** What you will do **
Repeat every record below, word for word.
Segment Open
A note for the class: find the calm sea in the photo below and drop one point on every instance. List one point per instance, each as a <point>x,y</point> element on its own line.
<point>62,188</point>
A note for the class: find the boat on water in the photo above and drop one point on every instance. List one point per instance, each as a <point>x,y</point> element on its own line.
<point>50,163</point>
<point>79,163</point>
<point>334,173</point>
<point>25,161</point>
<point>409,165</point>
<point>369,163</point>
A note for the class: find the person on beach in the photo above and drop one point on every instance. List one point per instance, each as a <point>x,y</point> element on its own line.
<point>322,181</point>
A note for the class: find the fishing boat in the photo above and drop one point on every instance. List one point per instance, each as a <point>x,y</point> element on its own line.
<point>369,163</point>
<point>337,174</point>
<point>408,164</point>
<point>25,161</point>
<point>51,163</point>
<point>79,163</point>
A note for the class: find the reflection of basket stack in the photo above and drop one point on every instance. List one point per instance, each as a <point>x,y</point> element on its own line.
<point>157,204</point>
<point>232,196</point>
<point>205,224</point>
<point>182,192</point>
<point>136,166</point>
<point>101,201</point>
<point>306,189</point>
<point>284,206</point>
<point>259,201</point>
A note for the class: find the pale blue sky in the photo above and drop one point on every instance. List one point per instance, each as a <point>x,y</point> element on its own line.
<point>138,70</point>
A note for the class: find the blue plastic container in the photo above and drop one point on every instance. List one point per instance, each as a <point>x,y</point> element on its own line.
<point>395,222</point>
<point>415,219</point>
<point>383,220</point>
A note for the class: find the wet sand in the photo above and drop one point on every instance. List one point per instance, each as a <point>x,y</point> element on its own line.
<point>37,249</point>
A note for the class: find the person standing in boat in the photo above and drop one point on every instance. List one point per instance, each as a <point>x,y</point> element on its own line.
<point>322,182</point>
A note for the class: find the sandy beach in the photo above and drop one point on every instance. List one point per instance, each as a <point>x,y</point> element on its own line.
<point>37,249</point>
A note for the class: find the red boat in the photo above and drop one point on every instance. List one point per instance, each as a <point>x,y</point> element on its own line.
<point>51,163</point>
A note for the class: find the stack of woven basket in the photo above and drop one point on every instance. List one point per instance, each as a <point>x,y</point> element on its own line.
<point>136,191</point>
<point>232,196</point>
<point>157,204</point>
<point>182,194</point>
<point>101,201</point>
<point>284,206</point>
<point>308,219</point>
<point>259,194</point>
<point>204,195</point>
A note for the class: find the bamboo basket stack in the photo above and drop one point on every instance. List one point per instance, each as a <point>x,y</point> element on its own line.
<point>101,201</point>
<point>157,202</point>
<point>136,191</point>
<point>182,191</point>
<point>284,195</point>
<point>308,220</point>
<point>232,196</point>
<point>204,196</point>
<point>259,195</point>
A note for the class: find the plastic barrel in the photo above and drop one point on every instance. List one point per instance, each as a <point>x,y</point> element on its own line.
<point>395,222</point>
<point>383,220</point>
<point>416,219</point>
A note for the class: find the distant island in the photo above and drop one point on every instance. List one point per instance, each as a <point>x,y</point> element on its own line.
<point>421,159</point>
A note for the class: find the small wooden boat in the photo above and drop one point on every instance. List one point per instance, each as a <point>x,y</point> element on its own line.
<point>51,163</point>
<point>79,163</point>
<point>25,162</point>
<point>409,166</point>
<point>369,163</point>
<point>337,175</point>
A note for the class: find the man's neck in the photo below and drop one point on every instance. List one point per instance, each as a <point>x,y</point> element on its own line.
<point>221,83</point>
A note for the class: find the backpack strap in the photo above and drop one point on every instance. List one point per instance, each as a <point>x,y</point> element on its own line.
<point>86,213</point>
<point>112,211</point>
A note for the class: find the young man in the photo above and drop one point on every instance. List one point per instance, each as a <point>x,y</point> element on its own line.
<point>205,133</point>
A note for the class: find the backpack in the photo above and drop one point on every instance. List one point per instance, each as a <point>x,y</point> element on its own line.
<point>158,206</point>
Segment Closed
** Answer below **
A note for the class: find the calm sea in the photo below and drop one point on every instance. List one point per instance, each as a <point>x,y</point> element on its own line.
<point>62,188</point>
A note for the class: find the boat on water in the photo above and drop one point on every instance. List one point per instance, each as a <point>x,y</point> element on its own line.
<point>50,163</point>
<point>79,163</point>
<point>334,173</point>
<point>25,161</point>
<point>409,165</point>
<point>369,163</point>
A note for the class: find the person on beach in the photo above and drop one point on every instance. List one point per instance, each as a <point>x,y</point> element on its own line.
<point>322,181</point>
A note for the class: find the fishing boat in the photo above and drop one point on every instance. List one point per instance, each as a <point>x,y</point> element on its own line.
<point>369,163</point>
<point>337,174</point>
<point>408,164</point>
<point>25,161</point>
<point>51,163</point>
<point>79,163</point>
A note for the class: find the reflection of basket stack in the photo above and drop one point on every instance. List one point per instance, each as a <point>x,y</point> element on its own line.
<point>157,204</point>
<point>232,196</point>
<point>205,224</point>
<point>182,192</point>
<point>136,166</point>
<point>101,201</point>
<point>306,189</point>
<point>284,206</point>
<point>259,201</point>
A note for the class: find the pale blue sky in the photo above and drop one point on every instance. List one point per instance, each as a <point>x,y</point> element on its own line.
<point>138,70</point>
A note for the class: find the blue plastic container in the photo above and drop one point on every instance. List one point per instance, each as a <point>x,y</point> element on its own line.
<point>395,222</point>
<point>415,219</point>
<point>383,220</point>
A note for the class: find the wet sand in the photo above and drop one point on every instance. List one point per instance, each as a <point>x,y</point> element on its own line.
<point>37,249</point>
A note for the class: find the person standing in boat in the photo above and drop one point on every instance. List one point per instance, each as a <point>x,y</point> element on its own line.
<point>322,182</point>
A note for the class: find the sandy beach in the photo above and drop one point on every instance. List one point per instance, each as a <point>x,y</point> element on its own line.
<point>37,249</point>
A note for the class: find the red boat in the photo above and drop one point on every instance. List one point per instance, each as a <point>x,y</point> element on its own line.
<point>51,163</point>
A note for the class: find the stack of woven basket in the photo above and drop one point on every instance. List one point per instance, each as a <point>x,y</point> element on its own line.
<point>136,191</point>
<point>232,196</point>
<point>157,204</point>
<point>182,194</point>
<point>101,201</point>
<point>284,206</point>
<point>308,219</point>
<point>259,194</point>
<point>204,195</point>
A note for the class: find the bamboo basket stack in the photo above and drop one point on every instance. List one point per instance, each as a <point>x,y</point> element on its own line.
<point>101,201</point>
<point>157,202</point>
<point>136,191</point>
<point>182,191</point>
<point>284,195</point>
<point>308,220</point>
<point>232,196</point>
<point>204,196</point>
<point>259,195</point>
A note for the class: find the plastic barrel in the photo above and drop one point on every instance. List one point per instance, each as a <point>x,y</point> element on its own line.
<point>395,222</point>
<point>383,220</point>
<point>416,219</point>
A note for the class: find the distant island in the photo above and drop one point on every instance. List one point per instance, each as a <point>x,y</point> element on its own line.
<point>421,159</point>
A note for the class: find the small wooden boat in the photo above and drop one point on every instance. List one point per instance, each as a <point>x,y</point> element on its own line.
<point>51,163</point>
<point>79,163</point>
<point>25,162</point>
<point>409,166</point>
<point>369,163</point>
<point>337,175</point>
A note for the class: find the man's neck in the photo below and drop one point on every instance. List one point per instance, each as a <point>x,y</point> element on its own line.
<point>221,83</point>
A note for the class: find the backpack strap in the photo above and drop one point on every instance. List one point per instance, each as a <point>x,y</point> element on its own line.
<point>86,213</point>
<point>112,211</point>
A note for the class: find the young man in the photo above and drop one point on every instance. List one point per instance, each as a <point>x,y</point> element on its own line.
<point>205,133</point>
A note for the class: find the backpack in the photo above and drop one point on every instance. List one point per instance, each as a <point>x,y</point> element on its own line.
<point>158,206</point>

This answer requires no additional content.